What you will do >> Write out the lines below as a numbered list, leaving out any blank lines.

>> START Data for this task

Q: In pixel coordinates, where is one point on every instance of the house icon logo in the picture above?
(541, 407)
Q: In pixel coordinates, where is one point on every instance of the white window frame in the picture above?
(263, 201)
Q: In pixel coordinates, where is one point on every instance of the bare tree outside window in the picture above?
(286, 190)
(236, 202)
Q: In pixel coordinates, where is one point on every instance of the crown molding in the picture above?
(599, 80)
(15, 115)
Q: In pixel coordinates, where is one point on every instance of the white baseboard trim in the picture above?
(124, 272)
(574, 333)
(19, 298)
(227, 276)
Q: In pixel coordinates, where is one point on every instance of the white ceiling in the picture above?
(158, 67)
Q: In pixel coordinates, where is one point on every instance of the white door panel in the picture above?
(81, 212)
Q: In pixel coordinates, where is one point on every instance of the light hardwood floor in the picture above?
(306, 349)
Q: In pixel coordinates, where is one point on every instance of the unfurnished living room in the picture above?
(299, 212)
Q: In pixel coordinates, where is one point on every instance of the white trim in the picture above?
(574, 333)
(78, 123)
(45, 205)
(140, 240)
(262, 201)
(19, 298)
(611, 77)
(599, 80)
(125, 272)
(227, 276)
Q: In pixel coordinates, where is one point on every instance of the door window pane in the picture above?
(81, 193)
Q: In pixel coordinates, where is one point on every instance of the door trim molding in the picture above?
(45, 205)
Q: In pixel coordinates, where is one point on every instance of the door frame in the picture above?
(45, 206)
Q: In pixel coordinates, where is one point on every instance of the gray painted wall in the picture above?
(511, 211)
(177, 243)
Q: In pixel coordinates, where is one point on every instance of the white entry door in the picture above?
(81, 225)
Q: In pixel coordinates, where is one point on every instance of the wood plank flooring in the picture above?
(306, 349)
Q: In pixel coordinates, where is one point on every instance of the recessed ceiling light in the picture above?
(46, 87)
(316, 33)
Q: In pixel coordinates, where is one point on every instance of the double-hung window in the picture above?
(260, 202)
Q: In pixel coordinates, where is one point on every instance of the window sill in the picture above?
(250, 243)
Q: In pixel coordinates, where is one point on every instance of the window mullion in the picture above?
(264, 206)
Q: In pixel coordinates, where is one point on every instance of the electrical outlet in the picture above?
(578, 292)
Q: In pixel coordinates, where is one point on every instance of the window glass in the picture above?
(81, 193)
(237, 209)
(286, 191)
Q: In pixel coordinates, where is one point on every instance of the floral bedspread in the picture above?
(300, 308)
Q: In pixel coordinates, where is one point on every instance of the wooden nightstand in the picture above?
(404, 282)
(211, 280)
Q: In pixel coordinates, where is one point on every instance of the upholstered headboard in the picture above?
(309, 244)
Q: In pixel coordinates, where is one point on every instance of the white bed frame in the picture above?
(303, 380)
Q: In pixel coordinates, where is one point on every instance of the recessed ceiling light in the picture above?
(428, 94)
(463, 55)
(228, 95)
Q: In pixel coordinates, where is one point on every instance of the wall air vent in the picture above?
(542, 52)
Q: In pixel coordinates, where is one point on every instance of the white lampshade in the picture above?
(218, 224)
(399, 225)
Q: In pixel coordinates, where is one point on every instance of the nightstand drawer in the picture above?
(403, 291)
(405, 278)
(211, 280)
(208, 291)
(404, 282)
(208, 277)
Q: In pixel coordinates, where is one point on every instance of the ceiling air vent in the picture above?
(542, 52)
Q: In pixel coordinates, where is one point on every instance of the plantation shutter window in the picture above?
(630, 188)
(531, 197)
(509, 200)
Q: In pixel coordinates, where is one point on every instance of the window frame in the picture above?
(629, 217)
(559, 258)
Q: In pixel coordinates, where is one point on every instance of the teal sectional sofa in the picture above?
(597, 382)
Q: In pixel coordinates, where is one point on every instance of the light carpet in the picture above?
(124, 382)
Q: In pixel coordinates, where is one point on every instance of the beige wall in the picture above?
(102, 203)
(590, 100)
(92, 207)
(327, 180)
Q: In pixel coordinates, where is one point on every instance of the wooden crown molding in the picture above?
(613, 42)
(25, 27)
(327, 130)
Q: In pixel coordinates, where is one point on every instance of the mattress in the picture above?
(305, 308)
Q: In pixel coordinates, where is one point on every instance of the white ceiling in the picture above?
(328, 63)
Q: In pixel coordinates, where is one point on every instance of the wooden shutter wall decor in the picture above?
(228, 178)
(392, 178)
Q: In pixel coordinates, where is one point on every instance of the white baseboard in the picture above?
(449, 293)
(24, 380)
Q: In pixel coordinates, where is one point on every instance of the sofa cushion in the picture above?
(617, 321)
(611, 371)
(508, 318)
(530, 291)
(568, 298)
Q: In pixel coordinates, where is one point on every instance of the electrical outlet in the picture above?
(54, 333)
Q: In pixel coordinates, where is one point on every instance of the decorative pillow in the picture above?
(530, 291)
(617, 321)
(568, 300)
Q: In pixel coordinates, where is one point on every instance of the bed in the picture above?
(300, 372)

>> END Data for this task

Response to this task >>
1. Q: In pixel coordinates, where is one point on every instance of the house icon logo in the picture above?
2. (541, 407)
3. Q: In pixel coordinates, where is one point on every instance of the white window frame in the picture above?
4. (263, 201)
5. Q: In pixel coordinates, where is one point on every instance of the bare tree outside window in the picture above?
6. (286, 190)
7. (236, 202)
8. Q: In pixel coordinates, where is one point on every instance of the crown molding in the picture above?
9. (599, 80)
10. (15, 115)
11. Q: In pixel coordinates, where is one point on every instance of the white baseboard trim in the picture above?
12. (124, 272)
13. (574, 333)
14. (19, 298)
15. (227, 276)
16. Q: In pixel coordinates, where is one point on every instance of the white ceiling in the picture above?
17. (158, 67)
18. Q: In pixel coordinates, where is one point on every instance of the white door panel in the picture above?
19. (81, 212)
20. Q: In pixel coordinates, where is one point on every instance of the light hardwood floor in the picture above?
21. (306, 349)
22. Q: In pixel coordinates, where is one point on every instance of the unfurnished living room in the picture above?
23. (299, 212)
24. Q: In pixel coordinates, where is one point on every instance of the white trim in the picture above?
25. (574, 333)
26. (78, 123)
27. (45, 205)
28. (140, 240)
29. (262, 201)
30. (19, 298)
31. (611, 77)
32. (599, 80)
33. (125, 272)
34. (227, 276)
35. Q: In pixel coordinates, where is one point on every instance of the door window pane in the picture above?
36. (81, 193)
37. Q: In pixel coordinates, where is one point on every instance of the door trim molding in the picture above?
38. (45, 205)
39. Q: In pixel coordinates, where is one point on every instance of the door frame in the picture above?
40. (45, 206)
41. Q: In pixel coordinates, where is one point on every instance of the gray painted wall in the picture above?
42. (511, 211)
43. (177, 243)
44. Q: In pixel coordinates, where is one point on every instance of the white entry door in the picture above?
45. (81, 225)
46. Q: In pixel coordinates, where is one point on every instance of the wood plank flooring in the picture above?
47. (306, 349)
48. Q: In pixel coordinates, where is one point on every instance of the recessed ceiling light in the picture above?
49. (46, 87)
50. (316, 33)
51. Q: In pixel coordinates, where is one point on every instance of the double-hung window in the picture above?
52. (260, 202)
53. Q: In pixel coordinates, where is one point on every instance of the window sill in the picture above?
54. (250, 243)
55. Q: In pixel coordinates, where is one point on every instance of the window mullion in the picture above?
56. (264, 206)
57. Q: In pixel coordinates, where is one point on every instance of the electrical outlet in the picture above?
58. (578, 292)
59. Q: In pixel coordinates, where is one point on every instance of the window glass in the picture above?
60. (81, 193)
61. (237, 209)
62. (286, 191)
63. Q: In pixel coordinates, where is one point on every instance of the floral bedspread in the picture above?
64. (300, 308)
65. Q: In pixel coordinates, where is one point on every instance of the wooden nightstand in the picture above?
66. (404, 282)
67. (211, 280)
68. Q: In pixel coordinates, where is one point on every instance of the upholstered headboard in the picture above?
69. (309, 244)
70. Q: In pixel coordinates, where is one point on every instance of the white bed frame in the picture above?
71. (303, 380)
72. Q: In pixel coordinates, where is one point on every instance of the recessed ceiling light in the picture above?
73. (428, 94)
74. (463, 55)
75. (228, 95)
76. Q: In pixel coordinates, where is one point on every instance of the wall air vent in the picture above?
77. (542, 52)
78. Q: In pixel coordinates, where is one point on every instance of the white lampshade in the picture above?
79. (218, 224)
80. (399, 225)
81. Q: In pixel coordinates, where is one point on every instance of the nightstand drawer in the picture above?
82. (403, 291)
83. (405, 278)
84. (211, 280)
85. (208, 291)
86. (404, 282)
87. (208, 277)
88. Q: In pixel coordinates, where is one point on every instance of the ceiling air vent in the picture above?
89. (542, 52)
90. Q: In pixel coordinates, where is one point on every instance of the plantation shutter window in the picture above?
91. (630, 188)
92. (531, 197)
93. (509, 200)
94. Q: In pixel coordinates, where is one point on every instance of the window frame in the picture above?
95. (629, 217)
96. (559, 258)
97. Q: In pixel coordinates, where is one point on every instance of the teal sectional sofa in the picture above?
98. (597, 382)
99. Q: In pixel coordinates, where is one point on every instance of the light carpet in the picture above?
100. (124, 382)
101. Q: In pixel coordinates, where is one point on every instance of the beige wall in the picture above?
102. (102, 203)
103. (590, 100)
104. (92, 207)
105. (327, 180)
106. Q: In pixel coordinates, where is one point on every instance of the wooden crown molding in the picture above?
107. (613, 42)
108. (25, 27)
109. (327, 130)
110. Q: In pixel coordinates, where is one point on every instance of the mattress in the picture above?
111. (305, 308)
112. Q: In pixel coordinates, where is one point on every instance of the white ceiling in the picture above?
113. (328, 63)
114. Q: In pixel coordinates, where is one point on every instance of the wooden shutter wall decor in the picture above?
115. (228, 178)
116. (392, 178)
117. Q: In pixel coordinates, where is one point on every instance of the white baseboard in the picture above?
118. (449, 293)
119. (24, 380)
120. Q: In pixel coordinates, where is one point on every instance of the sofa cushion in the picture above?
121. (617, 321)
122. (611, 371)
123. (508, 318)
124. (530, 291)
125. (568, 298)
126. Q: In pixel coordinates, where is one point on every instance of the electrical outlet in the picture above?
127. (54, 333)
128. Q: In pixel coordinates, where is one point on every instance of the decorative pillow in the picture above?
129. (530, 291)
130. (617, 321)
131. (568, 300)
132. Q: In pixel coordinates, where is one point on every instance of the bed in the picture above?
133. (300, 372)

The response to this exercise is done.